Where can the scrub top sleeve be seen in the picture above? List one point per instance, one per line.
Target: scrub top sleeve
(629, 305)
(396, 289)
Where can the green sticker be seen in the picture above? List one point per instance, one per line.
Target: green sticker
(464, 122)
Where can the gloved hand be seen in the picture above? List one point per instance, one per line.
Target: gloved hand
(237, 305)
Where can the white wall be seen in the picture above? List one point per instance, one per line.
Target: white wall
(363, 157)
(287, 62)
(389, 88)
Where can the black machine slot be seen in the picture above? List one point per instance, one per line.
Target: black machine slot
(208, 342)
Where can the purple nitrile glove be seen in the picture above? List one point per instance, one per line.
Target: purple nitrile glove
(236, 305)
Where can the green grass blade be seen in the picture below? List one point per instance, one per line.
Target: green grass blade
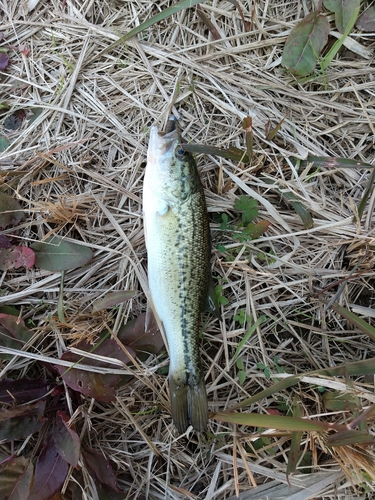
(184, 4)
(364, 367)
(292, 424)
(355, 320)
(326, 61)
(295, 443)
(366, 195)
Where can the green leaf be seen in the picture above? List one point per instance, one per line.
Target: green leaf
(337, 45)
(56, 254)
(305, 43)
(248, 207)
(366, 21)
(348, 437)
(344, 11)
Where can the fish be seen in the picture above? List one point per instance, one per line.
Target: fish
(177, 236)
-------
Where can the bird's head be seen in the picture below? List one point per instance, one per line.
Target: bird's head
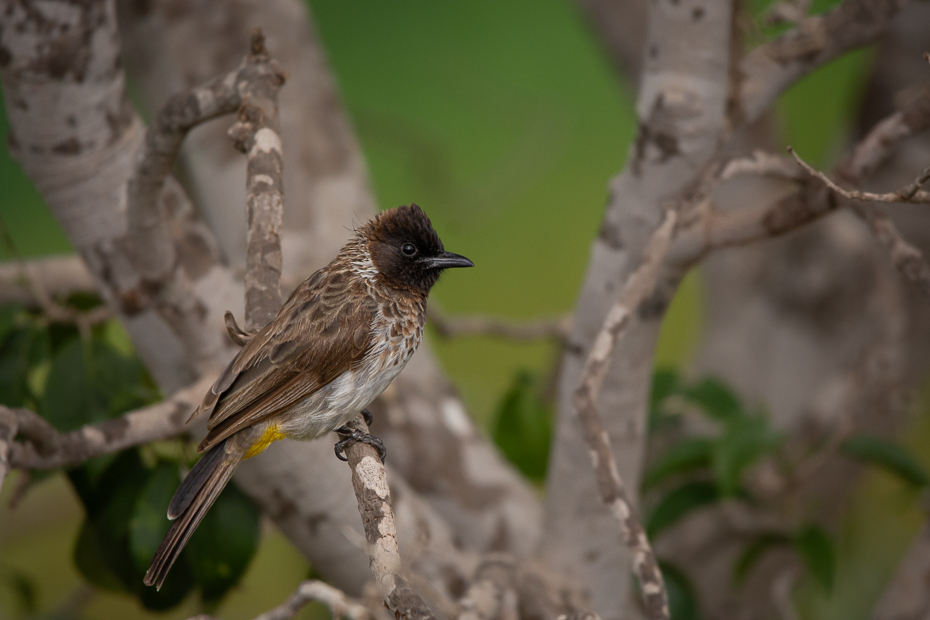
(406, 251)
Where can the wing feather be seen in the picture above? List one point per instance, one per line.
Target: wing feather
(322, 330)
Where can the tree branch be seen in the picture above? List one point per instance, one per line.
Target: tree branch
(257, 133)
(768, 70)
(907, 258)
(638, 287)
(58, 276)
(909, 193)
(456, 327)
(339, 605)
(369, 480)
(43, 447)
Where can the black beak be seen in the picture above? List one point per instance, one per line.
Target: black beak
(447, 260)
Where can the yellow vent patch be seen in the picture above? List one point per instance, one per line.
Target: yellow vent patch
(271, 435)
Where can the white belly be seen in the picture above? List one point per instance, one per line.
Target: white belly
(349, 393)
-------
### Exercise aim:
For every line in the data above that holds "below", return the line itself.

### Result:
Where can the green grass blade be seen in the picture below? List one point per instance, one per line.
Where can the bird's head be seen in the picture below? List one point per instance, one per line.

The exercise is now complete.